Extract:
A third source of bias comes from leakages. While money may be
spent in local economies during sporting events, this spending may not
wind up in the pockets of local residents. The taxes used to subsidize
these events, however, are paid for by local taxpayers. The income
multiplier for sporting events is likely to be much lower than for
general expenditures as a result of the specialized nature of the
service provided. In the NBA, for example, only 29% of players live in
the metropolitan area in which their team plays (Siegfried and Zimbalist
2002).
Leakages during mega-events may also be quite high. The economic
multipliers used in ex ante analyses are calculated using complex
input-output tables for specific industries grounded in inter-industry
relationships within regions based on an economic area's normal
production patterns. During mega-events, however, the economy within a
region may be anything but normal, and, therefore, these same
inter-industry relationships may not hold. Since there is no reason to
believe the usual economic multipliers apply during mega-events, any
economic analyses based on these multipliers may, therefore, be highly
inaccurate.
In fact, there is substantial reason to believe that during
mega-events, these multipliers are highly overstated, which
overestimates the true impact of these events on the local economy.
Hotels, for example, routinely raise their prices during mega-events to
three or four times their normal rates. The wages paid to a hotel's
workers, however, remain unchanged, and, indeed, workers may be simply
expected to work harder during times of high demand without any
additional monetary compensation. As a hotel's revenue increases
without a corresponding increase in costs, the return to capital (as a
percentage of revenues) rises, while the return to labor falls. Capital
income is far less likely than labor income to stay within the area in
which it is earned, and, therefore, one might expect a fall in the
multiplier effect during mega-events as a result of these increased
leakages (Matheson 2004).

Tasks to carry out:
[1] In the passage on sporting-event economics, what share of NBA players live in the metropolitan area where their team plays?
[2] Pick up the passage on sporting-event economics after its final sentence and continue it.

Provided data:
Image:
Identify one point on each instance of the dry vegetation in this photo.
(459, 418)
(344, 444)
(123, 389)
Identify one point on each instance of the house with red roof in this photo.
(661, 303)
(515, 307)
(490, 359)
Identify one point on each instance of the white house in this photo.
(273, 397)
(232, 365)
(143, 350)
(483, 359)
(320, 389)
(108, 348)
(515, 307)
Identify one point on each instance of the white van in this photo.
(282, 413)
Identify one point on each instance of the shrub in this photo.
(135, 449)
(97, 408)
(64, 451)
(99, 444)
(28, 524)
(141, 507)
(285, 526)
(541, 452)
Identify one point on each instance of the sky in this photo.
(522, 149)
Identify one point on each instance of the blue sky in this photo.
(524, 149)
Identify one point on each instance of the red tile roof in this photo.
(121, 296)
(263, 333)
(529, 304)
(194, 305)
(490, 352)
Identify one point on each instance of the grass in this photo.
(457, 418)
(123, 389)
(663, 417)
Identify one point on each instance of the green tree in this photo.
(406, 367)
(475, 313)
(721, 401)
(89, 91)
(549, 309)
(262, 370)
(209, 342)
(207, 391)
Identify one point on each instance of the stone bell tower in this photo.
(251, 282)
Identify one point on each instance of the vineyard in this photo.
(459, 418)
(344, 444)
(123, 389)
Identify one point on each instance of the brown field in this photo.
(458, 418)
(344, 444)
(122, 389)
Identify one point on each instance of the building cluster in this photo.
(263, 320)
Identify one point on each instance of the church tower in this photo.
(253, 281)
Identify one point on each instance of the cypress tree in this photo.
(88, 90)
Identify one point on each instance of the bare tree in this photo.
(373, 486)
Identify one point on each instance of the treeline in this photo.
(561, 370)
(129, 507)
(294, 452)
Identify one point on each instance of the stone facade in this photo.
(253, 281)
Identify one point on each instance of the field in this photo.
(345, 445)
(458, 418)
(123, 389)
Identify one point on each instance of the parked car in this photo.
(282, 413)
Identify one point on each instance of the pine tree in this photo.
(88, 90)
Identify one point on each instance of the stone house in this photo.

Results:
[1] 29%

[2]
While ex ante estimates often do a credible job of determining the
economic activity that occurs as a result of a sports team or
mega-event, and although they may also address the issue of the
substitution effect by excluding spending by local residents, they
generally do a poor job of accounting for crowding-out, and they almost
never acknowledge the problems associated with the application of
incorrect multipliers. For these reasons, numerous studies have looked
back at the actual performance of economies that have had professional
franchises, built new playing facilities, and hosted mega-events and
have compared the observed economic performance of host cities to that
predicted in ex ante studies. These ex post analyses of stadiums and
franchises, including those of Rosentraub (1994), Baade (1996), Coates
and Humphreys (1999, 2003), and Siegfried and Zimbalist (2000), to name
just a few, generally find little or no economic benefits from
professional sports teams or new playing facilities.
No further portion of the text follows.